EXCERPTED RECORDS
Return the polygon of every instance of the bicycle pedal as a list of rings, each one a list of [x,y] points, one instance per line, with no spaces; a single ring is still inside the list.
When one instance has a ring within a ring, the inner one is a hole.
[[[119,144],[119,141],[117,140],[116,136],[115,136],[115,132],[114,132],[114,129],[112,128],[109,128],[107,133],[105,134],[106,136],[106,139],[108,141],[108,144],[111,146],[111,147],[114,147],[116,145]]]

...

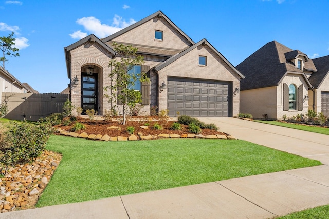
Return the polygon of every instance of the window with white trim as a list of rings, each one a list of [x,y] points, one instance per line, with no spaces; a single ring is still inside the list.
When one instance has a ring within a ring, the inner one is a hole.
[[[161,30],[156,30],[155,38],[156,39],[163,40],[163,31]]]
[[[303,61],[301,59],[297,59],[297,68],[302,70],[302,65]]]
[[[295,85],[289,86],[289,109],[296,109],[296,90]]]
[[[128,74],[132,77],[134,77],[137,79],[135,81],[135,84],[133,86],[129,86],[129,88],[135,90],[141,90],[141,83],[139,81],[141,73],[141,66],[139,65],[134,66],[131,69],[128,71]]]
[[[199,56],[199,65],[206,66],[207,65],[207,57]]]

AIM OF THE EXERCISE
In the material, rewrite the part that opens with the line containing "Return the polygon of every instance of the window" and closes with the line containing "[[[199,56],[199,65],[206,66],[207,65],[207,57]]]", swapping "white trim" for "dark trim" and leaving everything else as it is.

IN RESPONSE
Return the polygon of every instance of the window with dark trim as a list of rings, each one a list of [x,y] points, one instance per line, with no spaces; a single ring is still inside the list.
When one instance has a ring within a ring, the inner one is a hole.
[[[161,30],[156,30],[155,38],[156,39],[163,40],[163,31]]]
[[[303,61],[301,59],[297,59],[297,68],[302,70],[302,65]]]
[[[295,85],[289,86],[289,109],[296,109],[296,90]]]
[[[128,74],[132,77],[134,77],[137,79],[135,81],[135,84],[133,86],[129,86],[129,88],[135,90],[141,90],[141,83],[139,81],[141,73],[141,66],[139,65],[134,66],[131,69],[128,71]]]
[[[199,56],[199,65],[206,66],[207,65],[207,57]]]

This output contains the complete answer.